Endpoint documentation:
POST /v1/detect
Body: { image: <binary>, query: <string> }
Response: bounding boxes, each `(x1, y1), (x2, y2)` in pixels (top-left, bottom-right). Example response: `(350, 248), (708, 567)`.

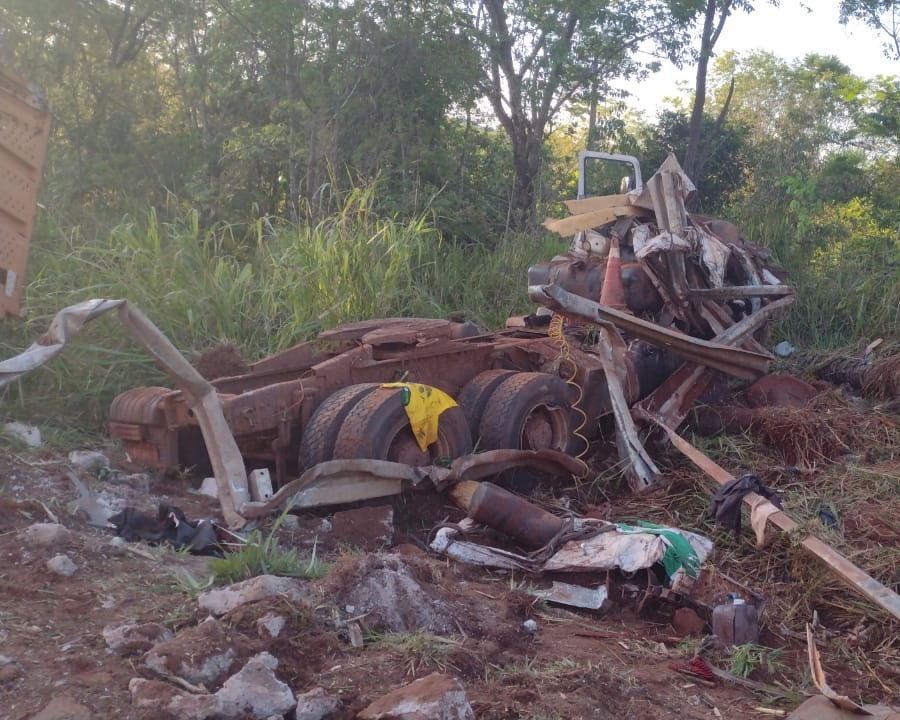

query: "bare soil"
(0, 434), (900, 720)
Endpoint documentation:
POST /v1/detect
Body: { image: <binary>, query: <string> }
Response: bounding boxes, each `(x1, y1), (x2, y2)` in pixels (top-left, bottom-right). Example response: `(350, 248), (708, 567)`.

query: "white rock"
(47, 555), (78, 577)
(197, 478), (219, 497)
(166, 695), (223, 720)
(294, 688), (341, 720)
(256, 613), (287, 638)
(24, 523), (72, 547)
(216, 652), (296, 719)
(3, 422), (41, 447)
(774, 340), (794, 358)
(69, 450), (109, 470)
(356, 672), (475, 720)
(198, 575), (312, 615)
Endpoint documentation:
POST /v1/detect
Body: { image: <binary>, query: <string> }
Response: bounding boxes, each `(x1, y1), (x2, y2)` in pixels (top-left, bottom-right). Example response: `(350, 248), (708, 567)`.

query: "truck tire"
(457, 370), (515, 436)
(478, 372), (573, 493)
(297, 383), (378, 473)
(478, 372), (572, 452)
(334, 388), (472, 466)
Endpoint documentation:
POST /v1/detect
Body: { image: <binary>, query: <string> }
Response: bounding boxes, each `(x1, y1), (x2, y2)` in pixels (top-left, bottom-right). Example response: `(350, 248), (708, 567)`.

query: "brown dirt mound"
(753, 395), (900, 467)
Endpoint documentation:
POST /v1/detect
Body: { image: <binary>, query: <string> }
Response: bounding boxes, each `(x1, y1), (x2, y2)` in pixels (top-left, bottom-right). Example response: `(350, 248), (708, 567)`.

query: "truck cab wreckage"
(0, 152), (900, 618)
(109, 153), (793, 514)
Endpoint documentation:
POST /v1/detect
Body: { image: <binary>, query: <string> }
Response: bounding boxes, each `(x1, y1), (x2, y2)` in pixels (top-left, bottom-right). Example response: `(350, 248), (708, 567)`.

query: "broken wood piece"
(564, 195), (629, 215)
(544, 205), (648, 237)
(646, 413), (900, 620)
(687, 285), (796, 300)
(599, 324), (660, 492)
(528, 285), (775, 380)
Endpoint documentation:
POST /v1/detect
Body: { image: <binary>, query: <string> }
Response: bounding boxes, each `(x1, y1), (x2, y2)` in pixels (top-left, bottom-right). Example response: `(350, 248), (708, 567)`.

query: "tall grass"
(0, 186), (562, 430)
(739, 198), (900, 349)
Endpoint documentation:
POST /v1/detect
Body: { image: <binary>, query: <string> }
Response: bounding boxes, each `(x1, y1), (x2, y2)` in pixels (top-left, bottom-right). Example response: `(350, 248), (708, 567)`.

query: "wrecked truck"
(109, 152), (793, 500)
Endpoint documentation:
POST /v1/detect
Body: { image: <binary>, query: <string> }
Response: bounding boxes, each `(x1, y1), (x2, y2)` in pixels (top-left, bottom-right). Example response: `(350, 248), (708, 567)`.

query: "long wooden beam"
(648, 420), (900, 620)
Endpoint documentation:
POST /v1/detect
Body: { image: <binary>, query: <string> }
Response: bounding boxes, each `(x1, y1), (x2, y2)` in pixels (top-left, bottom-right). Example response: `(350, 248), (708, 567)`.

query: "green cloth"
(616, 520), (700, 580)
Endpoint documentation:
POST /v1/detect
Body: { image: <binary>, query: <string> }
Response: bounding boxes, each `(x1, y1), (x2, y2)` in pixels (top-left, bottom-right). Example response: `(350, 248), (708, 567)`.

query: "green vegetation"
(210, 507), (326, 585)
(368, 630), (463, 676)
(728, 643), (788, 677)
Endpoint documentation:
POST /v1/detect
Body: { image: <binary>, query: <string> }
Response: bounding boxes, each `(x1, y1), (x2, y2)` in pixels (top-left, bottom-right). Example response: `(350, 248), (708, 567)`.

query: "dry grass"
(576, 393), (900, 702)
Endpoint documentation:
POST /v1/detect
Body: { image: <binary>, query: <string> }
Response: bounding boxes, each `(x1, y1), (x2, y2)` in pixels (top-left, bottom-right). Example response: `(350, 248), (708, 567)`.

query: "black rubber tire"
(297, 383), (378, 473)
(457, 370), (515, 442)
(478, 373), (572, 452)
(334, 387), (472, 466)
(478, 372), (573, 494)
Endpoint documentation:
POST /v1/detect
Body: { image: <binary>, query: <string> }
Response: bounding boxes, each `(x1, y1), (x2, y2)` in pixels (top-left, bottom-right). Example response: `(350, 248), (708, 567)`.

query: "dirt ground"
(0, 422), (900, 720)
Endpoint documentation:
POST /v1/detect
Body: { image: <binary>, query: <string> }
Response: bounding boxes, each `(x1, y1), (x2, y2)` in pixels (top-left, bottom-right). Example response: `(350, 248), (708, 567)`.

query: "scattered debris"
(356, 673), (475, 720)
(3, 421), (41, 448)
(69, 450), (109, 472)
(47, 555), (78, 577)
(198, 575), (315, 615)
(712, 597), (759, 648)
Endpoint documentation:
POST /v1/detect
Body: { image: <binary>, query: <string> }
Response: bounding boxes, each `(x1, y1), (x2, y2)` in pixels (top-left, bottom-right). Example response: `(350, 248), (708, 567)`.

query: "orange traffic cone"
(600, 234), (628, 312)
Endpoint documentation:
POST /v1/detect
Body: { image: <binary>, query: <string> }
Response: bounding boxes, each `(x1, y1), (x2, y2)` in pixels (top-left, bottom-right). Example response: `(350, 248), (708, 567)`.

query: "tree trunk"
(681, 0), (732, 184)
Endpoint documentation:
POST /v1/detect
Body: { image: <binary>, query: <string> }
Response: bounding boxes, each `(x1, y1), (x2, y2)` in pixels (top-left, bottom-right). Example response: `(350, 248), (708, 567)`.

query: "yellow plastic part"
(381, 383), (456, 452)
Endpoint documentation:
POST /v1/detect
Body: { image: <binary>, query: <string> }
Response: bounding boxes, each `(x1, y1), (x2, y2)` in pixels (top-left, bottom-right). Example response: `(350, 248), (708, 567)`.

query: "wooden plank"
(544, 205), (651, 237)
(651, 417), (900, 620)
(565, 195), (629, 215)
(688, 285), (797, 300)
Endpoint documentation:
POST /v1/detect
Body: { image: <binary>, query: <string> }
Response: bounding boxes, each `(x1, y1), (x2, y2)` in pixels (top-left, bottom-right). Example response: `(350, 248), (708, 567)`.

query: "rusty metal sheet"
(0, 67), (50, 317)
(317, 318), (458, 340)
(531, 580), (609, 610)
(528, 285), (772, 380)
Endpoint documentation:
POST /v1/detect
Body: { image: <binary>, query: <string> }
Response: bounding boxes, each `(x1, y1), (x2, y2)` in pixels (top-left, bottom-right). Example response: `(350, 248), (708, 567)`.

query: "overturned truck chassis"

- Task prompt -
Render the material above as a numbered list, from its first line through the line containing "(0, 434), (900, 720)". Skip blank lines and leave the picture out.

- Exercise solution -
1. Endpoint documentation:
2. POST /v1/detect
3. Body: { image: <binary>, query: <string> }
4. Response: bounding boxes, each `(x1, y1), (x2, y2)` in pixels (top-left, bottom-right). Example response: `(350, 248), (708, 567)`.
5. query: "bare soil"
6. (0, 434), (900, 720)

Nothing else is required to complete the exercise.